▸ **PAGE EXCERPT**

———

[Pacemaker] Cluster with two STONITH devices

Thu Apr 9 18:39:22 UTC 2015

Any thoughts on this would be much appreciated :)

On Wed, Apr 8, 2015 at 5:16 PM, Jorge Lopes <jmclopes at gmail.com> wrote:

> (I'm a bit confused because I received an auto-reply form
> pacemaker-bounces at oss.clusterlabs.org saying this list is inactive now
> but I just received a digest with my mail. I happens that I have resent the
> email to the new list with a bit more information, which was missing in the
> first message. So here it is that extra bit, anyway).
>
> I also have noticed this pattern (with both STONITH resources running):
> 1. With the cluster running without errors, I run "stop docker" in node
> cluster-a-1.
> 2. This leads to the vCenter STONITH to act as expected.
> 3. After the cluster is running again without errors, I run again "stop
> docker" in node cluster-a-1.
> 4. Now, the vCenter STONITH doesn't run and, instead, it is the IPMI
> STONITH that runs. This is unexpected for me, as I was expecting to see the
> vCenter STONITH to run again.
>
>
> On Wed, Apr 8, 2015 at 4:20 PM, Jorge Lopes <jmclopes at gmail.com> wrote:
>
>> Hi all.
>>
>> I'm having difficulties orchestrating two STONITH devices in my cluster.
>> I have been struggling with this in past days and I need some help, please.
>>
>> A simplified version of my cluster and its goals is as follows:
>> - The cluster has two physical servers, each with two nodes (VMWare
>> virtual machines): overall, there are 4 nodes in this simplified version.
>> - There are two resource groups: group-cluster-a and group-cluster-b.
>> - To achieve a good CPU balance in the physical servers, the cluster is
>> asymmetric, with one group running in one server and the other group
>> running on the other server.
>> - If the VM of one host becomes not usable, then its resources are
>> started in its sister VM deployed in the other physical host.
>> - If one physical host becomes not usable, then all resources are started
>> in the other physical host.
>> - Two STONITH levels are used to fence the problematic nodes.

———

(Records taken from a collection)
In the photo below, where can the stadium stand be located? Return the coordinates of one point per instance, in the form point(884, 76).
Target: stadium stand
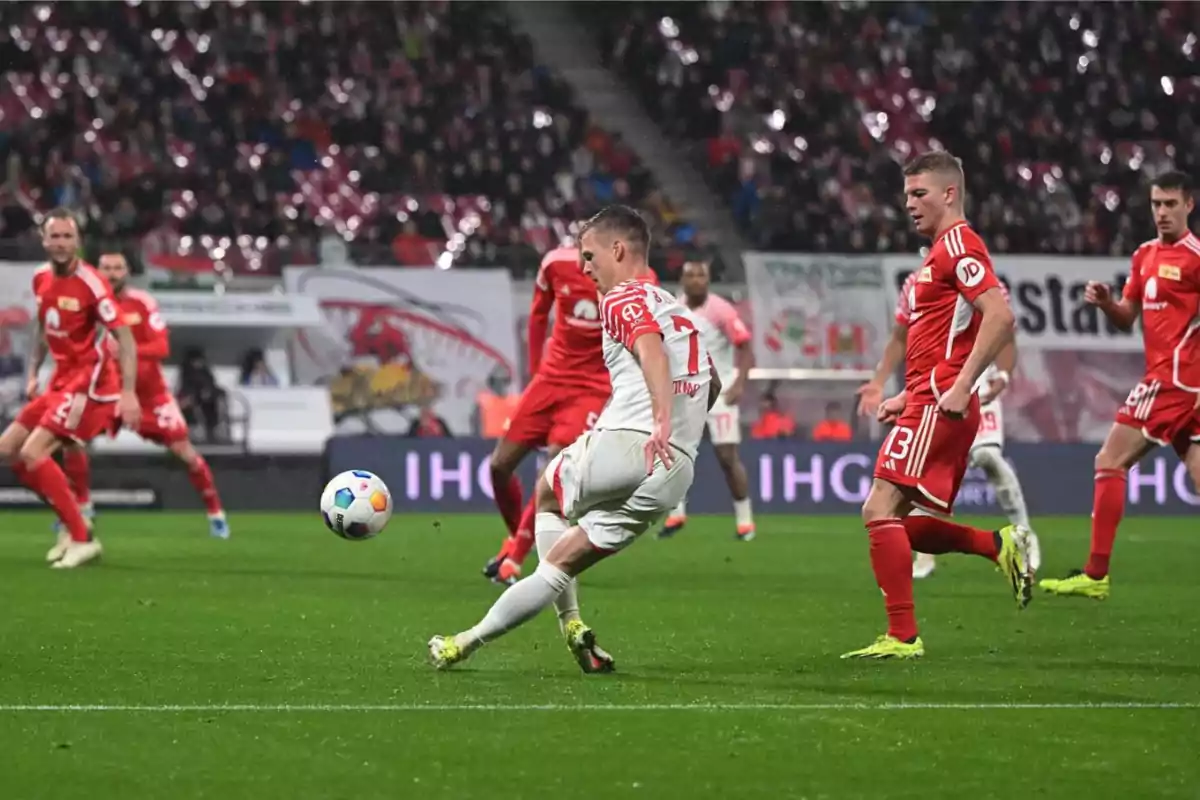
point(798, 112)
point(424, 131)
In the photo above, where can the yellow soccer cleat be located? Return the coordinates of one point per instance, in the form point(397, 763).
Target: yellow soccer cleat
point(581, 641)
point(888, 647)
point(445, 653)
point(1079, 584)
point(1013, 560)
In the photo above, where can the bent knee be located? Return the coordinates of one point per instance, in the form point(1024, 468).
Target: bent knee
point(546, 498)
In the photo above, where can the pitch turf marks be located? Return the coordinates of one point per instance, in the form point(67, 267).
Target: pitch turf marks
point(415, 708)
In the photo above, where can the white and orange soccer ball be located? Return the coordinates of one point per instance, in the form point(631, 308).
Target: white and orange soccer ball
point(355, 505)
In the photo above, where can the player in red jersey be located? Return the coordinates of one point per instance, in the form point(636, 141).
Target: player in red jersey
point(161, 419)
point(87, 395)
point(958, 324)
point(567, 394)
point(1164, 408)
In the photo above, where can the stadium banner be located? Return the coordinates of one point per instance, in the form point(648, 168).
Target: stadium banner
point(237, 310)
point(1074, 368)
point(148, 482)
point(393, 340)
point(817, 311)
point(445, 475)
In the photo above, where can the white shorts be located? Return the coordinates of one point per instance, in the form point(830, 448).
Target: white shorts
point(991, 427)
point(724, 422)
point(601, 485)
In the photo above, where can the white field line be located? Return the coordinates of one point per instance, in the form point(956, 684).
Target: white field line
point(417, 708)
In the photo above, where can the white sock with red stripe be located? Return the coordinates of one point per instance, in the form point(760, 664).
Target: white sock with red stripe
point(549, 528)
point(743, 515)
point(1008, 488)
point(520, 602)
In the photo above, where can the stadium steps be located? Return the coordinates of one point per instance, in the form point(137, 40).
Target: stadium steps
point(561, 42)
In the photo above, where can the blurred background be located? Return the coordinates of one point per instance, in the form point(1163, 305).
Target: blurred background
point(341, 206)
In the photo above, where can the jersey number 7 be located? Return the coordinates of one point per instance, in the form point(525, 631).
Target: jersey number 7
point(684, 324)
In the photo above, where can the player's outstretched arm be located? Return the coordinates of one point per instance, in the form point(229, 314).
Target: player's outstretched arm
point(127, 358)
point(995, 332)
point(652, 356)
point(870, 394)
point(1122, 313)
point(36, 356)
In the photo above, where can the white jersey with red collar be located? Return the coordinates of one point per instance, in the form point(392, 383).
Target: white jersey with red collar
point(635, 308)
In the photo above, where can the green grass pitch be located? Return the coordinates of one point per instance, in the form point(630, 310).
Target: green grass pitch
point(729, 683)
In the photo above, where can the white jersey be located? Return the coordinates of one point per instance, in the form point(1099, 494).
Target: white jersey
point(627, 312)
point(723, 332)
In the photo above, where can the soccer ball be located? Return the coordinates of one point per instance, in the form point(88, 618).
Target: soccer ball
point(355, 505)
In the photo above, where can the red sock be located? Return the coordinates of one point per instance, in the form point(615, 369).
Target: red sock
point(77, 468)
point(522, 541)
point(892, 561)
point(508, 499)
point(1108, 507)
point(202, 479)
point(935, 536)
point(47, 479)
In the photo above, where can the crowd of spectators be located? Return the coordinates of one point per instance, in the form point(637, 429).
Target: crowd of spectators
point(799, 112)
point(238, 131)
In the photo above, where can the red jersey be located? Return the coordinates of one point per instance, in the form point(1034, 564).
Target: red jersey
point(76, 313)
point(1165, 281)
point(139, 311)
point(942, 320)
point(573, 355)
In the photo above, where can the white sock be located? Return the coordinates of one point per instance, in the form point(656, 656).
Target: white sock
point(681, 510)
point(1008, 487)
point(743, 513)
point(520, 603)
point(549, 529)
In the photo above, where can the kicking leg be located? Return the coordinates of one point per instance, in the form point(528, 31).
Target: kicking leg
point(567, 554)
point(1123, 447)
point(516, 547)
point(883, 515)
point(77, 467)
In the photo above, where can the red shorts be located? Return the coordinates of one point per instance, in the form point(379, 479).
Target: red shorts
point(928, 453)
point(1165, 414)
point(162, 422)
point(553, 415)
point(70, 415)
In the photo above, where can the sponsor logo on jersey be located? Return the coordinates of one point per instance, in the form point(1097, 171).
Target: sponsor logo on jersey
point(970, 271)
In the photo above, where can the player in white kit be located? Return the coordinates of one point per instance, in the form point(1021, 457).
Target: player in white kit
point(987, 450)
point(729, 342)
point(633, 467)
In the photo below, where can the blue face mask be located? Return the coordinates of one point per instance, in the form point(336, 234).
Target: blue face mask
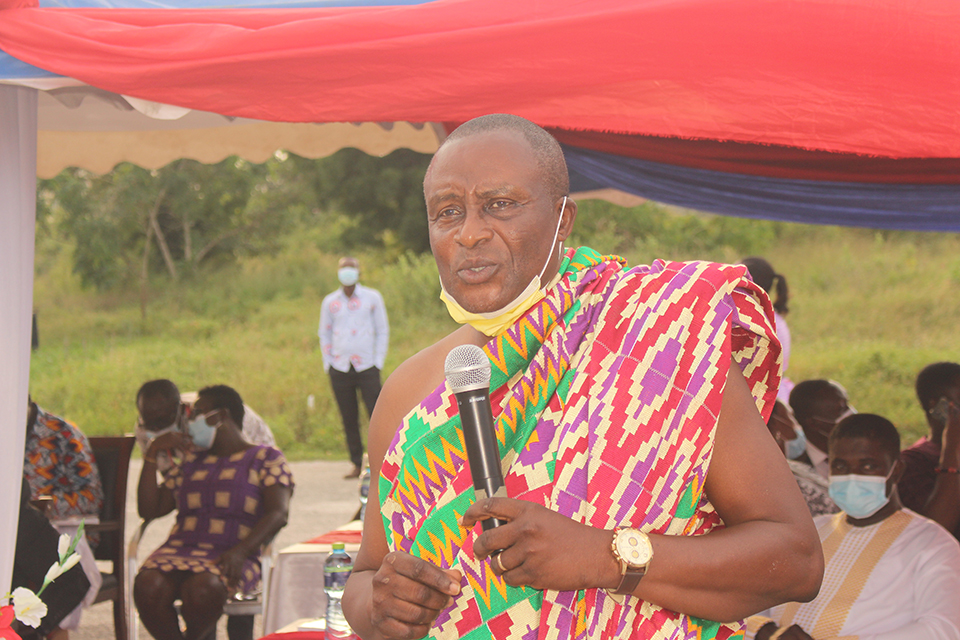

———

▸ **EXERCISES TO COMPLETE**
(a) In the records, copy out word for word every line from the one containing "In the photo above, where can the white jersey be" through the one containing "point(77, 467)", including both of those lines.
(b) Continue the mailing-list post about the Pacemaker cluster with two STONITH devices from its last line.

▸ **EXERCISE RESPONSES**
(a)
In the photo above, where can the white jersey be located? Return the coordinates of one point per instance, in the form point(1099, 494).
Target: white jersey
point(627, 312)
point(723, 332)
In the photo above, where can the soccer ball be located? Return the coordinates of one point per instance, in the form point(88, 618).
Target: soccer ball
point(355, 505)
In the photo above, where can the red sock be located? Return the coordinates of one point per instance, in the form point(615, 369).
Target: red sock
point(77, 468)
point(522, 541)
point(892, 561)
point(508, 499)
point(1108, 507)
point(202, 479)
point(935, 536)
point(47, 479)
In the photo above, where can the crowd of spectators be located? Return the coordinates of one point per instance, in the form point(637, 429).
Target: crowd of spectators
point(799, 112)
point(238, 131)
In the photo above, where can the red jersey be located? Return the coordinates of one point per instance, in the form point(1034, 564).
Target: red jersey
point(76, 313)
point(1165, 281)
point(139, 311)
point(942, 320)
point(573, 355)
In the photo above, where can the white sock be located? Return the coordinates of one point per instance, in the form point(656, 656).
Target: white sock
point(681, 510)
point(1008, 487)
point(743, 513)
point(520, 603)
point(549, 529)
In the photo above, where can the kicking leg be located? Return the coordinates of one point per instance, in the form point(528, 31).
Target: kicking leg
point(567, 554)
point(1123, 447)
point(516, 547)
point(883, 515)
point(77, 467)

(b)
>>
>> The resources have the following behavior:
>> - If the resource monitor detects a problem, then Pacemaker tries to
>> restart the resource in the same node.
>> - If it fails, then STONITH takes place (vcenter reboots the VM) and
>> Pacemaker starts the resource in the sister VM present in the other
>> physical host.
>> - If restarting the VM fails, I want to power off the physical server and
>> Pacemaker will start all resources in the other physical host.
>>
>>
>> The HA stack is:
>> Ubuntu 14.04 (the node OS, which is a visualized guest running in VMWare
>> ESXi 5.5)
>> Pacemaker 1.1.12
>> Corosync  2.3.4
>> CRM 2.1.2
>>
>> The 4 nodes are:
>> cluster-a-1
>> cluster-a-2
>> cluster-b-1
>> cluster-b-2
>>
>> The relevant configuration is:
>>
>> property symmetric-cluster=false
>> property stonith-enabled=true
>> property no-quorum-policy=stop
>>
>> group group-cluster-a vip-cluster-a docker-web
>> location loc-group-cluster-a-1 group-cluster-a inf: cluster-a-1
>> location loc-group-cluster-a-2 group-cluster-a 500: cluster-a-2
>>
>> group group-cluster-b vip-cluster-b docker-srv
>> location loc-group-cluster-b-1 group-cluster-b 500: cluster-b-1
>> location loc-group-cluster-b-2 group-cluster-b inf: cluster-b-2
>>
>>
>> # stonith vcenter definitions for host 1
>> # run in any of the host2 VM
>> primitive stonith-vcenter-host1 stonith:external/vcenter \
>>   params \
>>     VI_SERVER="192.168.40.20" \
>>     VI_CREDSTORE="/etc/vicredentials.xml" \
>>     HOSTLIST="cluster-a-1=cluster-a-1;cluster-a-2=cluster-a-2" \
>>     RESETPOWERON="1" \
>>   priority="2" \
>>   pcmk_host_check="static-list" \
>>   pcmk_host_list="cluster-a-1 cluster-a-2" \
>>   op monitor interval="60s"
>>
>> location loc1-stonith-vcenter-host1 stonith-vcenter-host1 500: cluster-b-1
>> location loc2-stonith-vcenter-host1 stonith-vcenter-host1 501: cluster-b-2
>>
>> # stonith vcenter definitions for host 2
>> # run in any of the host1 VM
>> primitive stonith-vcenter-host2 stonith:external/vcenter \
>>   params \
>>     VI_SERVER="192.168.40.21" \
>>     VI_CREDSTORE="/etc/vicredentials.xml" \
>>     HOSTLIST="cluster-b-1=cluster-b-1;cluster-b-2=cluster-b-2" \
>>     RESETPOWERON="1" \
>>   priority="2" \
>>   pcmk_host_check="static-list" \
>>   pcmk_host_list="cluster-b-1 cluster-b-2" \
>>   op monitor interval="60s"
>>
>> location loc1-stonith-vcenter-host2 stonith-vcenter-host2 500: cluster-a-1
>> location loc2-stonith-vcenter-host2 stonith-vcenter-host2 501: cluster-a-2
>>
>>
>> # stonith IPMI definitions for host 1 (DELL with iDRAC 7 enterprise
>> interface at 192.168.40.15)
>> # run in any of the host2 VM
>> primitive stonith-ipmi-host1 stonith:external/ipmi \
>>     params hostname="host1" ipaddr="192.168.40.15" userid="root"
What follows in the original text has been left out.